[Records for the exercise start]
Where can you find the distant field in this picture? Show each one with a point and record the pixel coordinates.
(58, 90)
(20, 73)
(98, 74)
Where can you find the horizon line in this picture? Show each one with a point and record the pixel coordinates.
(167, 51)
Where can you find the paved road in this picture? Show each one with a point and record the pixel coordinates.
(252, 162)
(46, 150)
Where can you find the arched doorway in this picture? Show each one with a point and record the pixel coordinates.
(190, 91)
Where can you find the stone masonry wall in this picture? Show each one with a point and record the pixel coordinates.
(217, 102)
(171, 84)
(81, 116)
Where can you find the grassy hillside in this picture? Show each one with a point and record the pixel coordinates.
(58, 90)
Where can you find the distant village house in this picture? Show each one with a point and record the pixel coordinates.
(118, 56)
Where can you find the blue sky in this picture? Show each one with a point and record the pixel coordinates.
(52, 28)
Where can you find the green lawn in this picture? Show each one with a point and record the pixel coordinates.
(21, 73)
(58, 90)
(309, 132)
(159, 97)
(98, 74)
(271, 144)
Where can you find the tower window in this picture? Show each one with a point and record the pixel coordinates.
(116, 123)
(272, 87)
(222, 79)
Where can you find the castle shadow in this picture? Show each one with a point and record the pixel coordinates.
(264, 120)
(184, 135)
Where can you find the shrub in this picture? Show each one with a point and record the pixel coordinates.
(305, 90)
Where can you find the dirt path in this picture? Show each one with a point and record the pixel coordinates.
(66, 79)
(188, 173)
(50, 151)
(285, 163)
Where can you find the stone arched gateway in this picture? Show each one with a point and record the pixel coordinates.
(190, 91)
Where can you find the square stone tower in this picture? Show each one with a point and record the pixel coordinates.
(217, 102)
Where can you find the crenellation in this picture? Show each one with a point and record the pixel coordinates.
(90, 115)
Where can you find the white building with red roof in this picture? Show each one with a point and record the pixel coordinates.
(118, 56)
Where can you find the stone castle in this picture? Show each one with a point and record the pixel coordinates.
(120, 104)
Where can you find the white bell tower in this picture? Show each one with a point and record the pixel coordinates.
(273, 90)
[Records for the exercise end]
* [Exercise goal]: Copy every row above word for word, with nothing changed or left out.

* [Response to the task]:
Where can you find the distant field in this picture? Show each one with a point and record the pixel coordinates.
(58, 90)
(20, 73)
(98, 74)
Where can you find the horizon line in this picture? Show each one with a point and record the pixel coordinates.
(167, 51)
Where can you find the paved road in this picture? Show each one with a point and record the pixel coordinates.
(252, 162)
(46, 150)
Where can you find the arched doorway in this picture? Show each one with a point and record the pixel coordinates.
(190, 91)
Where can you find the stone masonry wall in this picture? Show each one with a point and record the pixel coordinates.
(217, 102)
(171, 84)
(81, 116)
Where can you find the grassy hillside in this picture? Show each one with a point and record the pixel coordinates.
(58, 90)
Where can you find the distant village house in this picture? Show each one with a point and record the pixel coordinates.
(118, 56)
Where can you find the blue sky in this picture? Show each one with a point and record the pixel coordinates.
(52, 28)
Where can you find the green lawn in this picture? Show each one with a point and record the pixel coordinates.
(21, 73)
(58, 90)
(309, 132)
(159, 97)
(98, 74)
(271, 144)
Where can you find the tower window in this picture? Show each one with a point and record the pixel coordinates.
(116, 123)
(272, 87)
(222, 79)
Where can you find the castle shadow in this picture? Show each one with a point and record the pixel coordinates.
(264, 120)
(184, 135)
Where can you find the shrub in this picture? Show each one with a point and record the pixel coordinates.
(305, 90)
Where can you find the dirt path in this picture? Show each one with a point and record the pixel coordinates.
(66, 79)
(188, 173)
(50, 151)
(285, 163)
Where can you find the stone arched gateway in this picture? Show each one with a point and record the pixel coordinates.
(190, 91)
Where can you find the square stone tower in this picture? Show each one with a point and record the pixel coordinates.
(217, 102)
Where can you find the crenellation in this picture? Show each one with a point and record the pixel coordinates.
(90, 115)
Where can you find the white building with red roof in this picture? Show each one with a point and record the pixel coordinates.
(118, 56)
Where can you find the stone castle in this picture? Show each one with a point and record the pixel coordinates.
(120, 104)
Where can you find the white bell tower in this picture? Show each one with a point and record the pixel coordinates.
(273, 90)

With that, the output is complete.